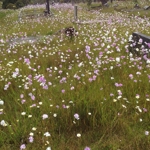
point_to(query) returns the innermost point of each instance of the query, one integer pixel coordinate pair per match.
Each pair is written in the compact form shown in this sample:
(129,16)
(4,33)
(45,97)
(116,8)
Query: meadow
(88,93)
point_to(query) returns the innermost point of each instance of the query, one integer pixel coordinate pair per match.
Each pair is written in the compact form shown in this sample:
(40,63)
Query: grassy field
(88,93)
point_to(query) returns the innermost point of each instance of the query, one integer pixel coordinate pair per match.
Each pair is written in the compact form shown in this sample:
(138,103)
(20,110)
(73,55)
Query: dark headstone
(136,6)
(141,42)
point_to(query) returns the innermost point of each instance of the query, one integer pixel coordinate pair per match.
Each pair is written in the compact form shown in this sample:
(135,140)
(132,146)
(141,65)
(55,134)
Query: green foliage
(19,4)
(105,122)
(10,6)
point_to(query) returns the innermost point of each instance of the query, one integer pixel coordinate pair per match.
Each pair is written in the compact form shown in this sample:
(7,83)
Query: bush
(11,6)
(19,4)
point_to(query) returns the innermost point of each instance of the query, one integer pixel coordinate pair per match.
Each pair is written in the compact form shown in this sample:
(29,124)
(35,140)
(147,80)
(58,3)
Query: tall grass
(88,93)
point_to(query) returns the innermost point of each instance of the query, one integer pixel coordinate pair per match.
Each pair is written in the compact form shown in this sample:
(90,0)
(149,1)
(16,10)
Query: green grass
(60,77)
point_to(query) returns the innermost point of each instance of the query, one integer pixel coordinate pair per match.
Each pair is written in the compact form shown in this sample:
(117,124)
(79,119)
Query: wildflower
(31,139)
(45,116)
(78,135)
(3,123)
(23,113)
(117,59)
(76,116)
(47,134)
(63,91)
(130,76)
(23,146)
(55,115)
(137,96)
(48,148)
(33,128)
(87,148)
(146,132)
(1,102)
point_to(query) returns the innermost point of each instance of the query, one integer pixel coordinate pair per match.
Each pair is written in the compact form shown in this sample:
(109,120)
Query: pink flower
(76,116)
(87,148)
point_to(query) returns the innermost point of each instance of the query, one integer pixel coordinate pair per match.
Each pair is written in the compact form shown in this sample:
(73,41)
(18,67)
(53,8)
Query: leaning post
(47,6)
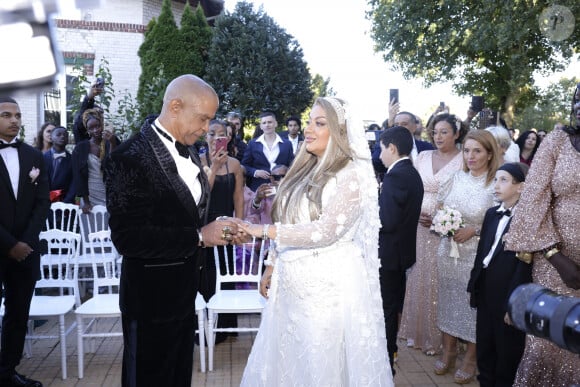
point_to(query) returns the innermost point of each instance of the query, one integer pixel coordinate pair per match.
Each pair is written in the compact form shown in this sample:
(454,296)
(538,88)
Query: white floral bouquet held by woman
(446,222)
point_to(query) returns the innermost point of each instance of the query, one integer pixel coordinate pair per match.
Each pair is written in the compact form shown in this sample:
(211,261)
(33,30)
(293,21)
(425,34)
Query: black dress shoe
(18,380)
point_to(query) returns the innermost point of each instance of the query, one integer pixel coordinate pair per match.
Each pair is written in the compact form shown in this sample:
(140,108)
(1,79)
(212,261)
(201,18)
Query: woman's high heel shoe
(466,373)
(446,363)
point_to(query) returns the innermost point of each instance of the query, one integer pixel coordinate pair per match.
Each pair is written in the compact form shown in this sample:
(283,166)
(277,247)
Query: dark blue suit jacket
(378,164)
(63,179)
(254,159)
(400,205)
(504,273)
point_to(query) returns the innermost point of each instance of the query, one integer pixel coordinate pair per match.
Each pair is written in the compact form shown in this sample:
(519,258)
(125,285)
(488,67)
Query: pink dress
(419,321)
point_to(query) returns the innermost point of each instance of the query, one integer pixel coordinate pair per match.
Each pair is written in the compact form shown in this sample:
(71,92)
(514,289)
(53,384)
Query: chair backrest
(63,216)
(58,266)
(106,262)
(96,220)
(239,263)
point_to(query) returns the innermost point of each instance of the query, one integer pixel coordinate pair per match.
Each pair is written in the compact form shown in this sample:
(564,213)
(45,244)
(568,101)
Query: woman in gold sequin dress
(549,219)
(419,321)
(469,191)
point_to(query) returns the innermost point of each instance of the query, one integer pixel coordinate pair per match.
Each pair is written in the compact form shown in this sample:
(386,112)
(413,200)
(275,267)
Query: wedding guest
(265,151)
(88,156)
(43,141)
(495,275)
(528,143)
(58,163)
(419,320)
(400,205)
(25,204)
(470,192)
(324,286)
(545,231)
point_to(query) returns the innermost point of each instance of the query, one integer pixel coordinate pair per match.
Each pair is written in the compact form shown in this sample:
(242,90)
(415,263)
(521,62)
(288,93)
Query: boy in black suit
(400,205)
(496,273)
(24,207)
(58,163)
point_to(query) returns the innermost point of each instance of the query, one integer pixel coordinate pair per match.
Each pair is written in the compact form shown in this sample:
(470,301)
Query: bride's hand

*Task to carry out*. Write out each line of the data exactly; the images should be left out.

*Written reply*.
point_to(query) returns the innermost point of each instance of the query, one integer pixel coordinate pair per match.
Each pair is written in the compact form shown in this sample:
(129,16)
(4,33)
(45,97)
(116,8)
Query: meadow
(88,93)
point_to(query) returns the innermost point of each instance of the query, one integer pixel coordinate pair per match.
Each pair is written in the compact form shown in this sample:
(40,63)
Query: grassy field
(88,93)
point_to(query) returns the innermost point of each instance of the query, one integer pixel coordinate pair per match.
Each pair is written in the compact form shown in this sample:
(138,103)
(20,110)
(73,55)
Query: dark headstone
(136,6)
(141,42)
point_to(query) returns the innermost point of each instance of the query, one integer pixel coordinate pair per match.
Each pair is written in the compact form shown in this sample:
(135,140)
(132,146)
(141,65)
(55,134)
Query: green foliage
(19,4)
(105,122)
(10,6)
point_to(query) returns the innermost point of each instance of the query, one integer pixel coordinate pair per match.
Each pair is written in the compact form shown in this sample:
(7,83)
Query: bush
(11,6)
(19,4)
point_to(query) returns the innermost point of each instance of the query, one integer pixel coordinate pair per match.
Each pair is written in the compact form shown in this sample:
(29,124)
(35,140)
(147,80)
(58,3)
Query: tall grass
(88,93)
point_to(query) returns the innermost point of each instance of the query, one integer pixel coordinate pair per match.
Each pair is written in the compact form shown in this sample:
(90,0)
(149,1)
(16,10)
Query: green grass
(60,77)
point_to(query) returns the innermost point of each instance of the query, one integer pixel coordinate pair per match.
Each pair is written in the compact form shown in this sample:
(117,124)
(79,119)
Query: wildflower
(31,139)
(45,116)
(78,135)
(3,123)
(23,113)
(117,59)
(76,116)
(47,134)
(63,91)
(130,76)
(23,146)
(55,115)
(137,96)
(48,148)
(33,128)
(87,148)
(146,132)
(1,102)
point_to(query) returns the innermost point of each instance of the query, one integer pixel coordinate pair per match.
Each pair is written in the compact form shown in this sample:
(109,120)
Query: pink flower
(76,116)
(87,148)
point_to(query) returns the innermost point of each instance of the query, one integer pixel coordinate pair per match.
Each pair is written in the compact form shown in this sample:
(73,41)
(18,67)
(53,8)
Query: leaning post
(47,6)
point_to(query) returns the innermost point of each instance of the query, one integer pixel coordinate pair per match.
Each pair is written in the compact form shown in this sample:
(454,296)
(538,88)
Query: white floral bouquet held by woman
(446,222)
point_to(query) returns the innermost point of each instance of the query, one integer pixel coordinate pair per match.
Each pair is written in the compact form shown in this sample:
(211,261)
(33,30)
(293,21)
(425,34)
Query: black dress shoe
(18,380)
point_to(query) returns the innermost point of each instance of the query, one integer pixel coordinate pair per match.
Each pair is written in the compact form shown in this sample:
(140,108)
(1,79)
(212,261)
(201,18)
Query: woman's high heel shoe
(466,373)
(446,363)
point_to(query) returns the innermost point of each instance of the query, one integer pixel coordinate pair per match.
Each pair is written in the compact form shown in this sample:
(283,166)
(277,247)
Query: dark blue suit jacket
(378,164)
(63,179)
(254,159)
(400,205)
(504,273)
point_to(query) returns the innermost point of each instance of the query, one integer pixel coordinate pair per match.
Each pair is written in the compact form shown in this sample:
(519,258)
(125,285)
(488,67)
Query: pink dress
(419,321)
point_to(query) returns the innermost point of each instance of the query, one integer pixel coordinate pair per match.
Each pair is written in the compact form shown in this sample:
(71,92)
(514,289)
(53,384)
Query: chair backrest
(63,216)
(58,266)
(106,262)
(96,220)
(239,263)
point_to(query) returns the innermost point of each instance of the query, one integer pixel coordinate pair per match.
Each pair is written in the compact form shown in this sample:
(564,213)
(45,244)
(568,101)
Query: woman in gold sequin dress
(549,219)
(419,321)
(469,191)
point_to(query) returns the innermost point of each instance of the query, one integer pixel coordinate pair per match.
Each pair is written in the compact form shown in this sample:
(386,112)
(413,200)
(275,267)
Query: wedding guest
(265,151)
(88,156)
(43,141)
(495,275)
(528,143)
(58,163)
(419,320)
(400,205)
(25,204)
(470,192)
(324,286)
(545,231)
point_to(query) returns the innermost point of each instance of the query, one integer pixel coordinate pair per match.
Each pair is written in the compact form shown in this sample:
(242,90)
(415,263)
(521,62)
(288,93)
Query: boy in black suit
(400,205)
(496,273)
(24,207)
(58,163)
point_to(query) returns the innermost point of each instance of the query, one integer pixel coordinate pair per match.
Each pair is written in the compact form shown in this sample:
(470,301)
Query: bride's hand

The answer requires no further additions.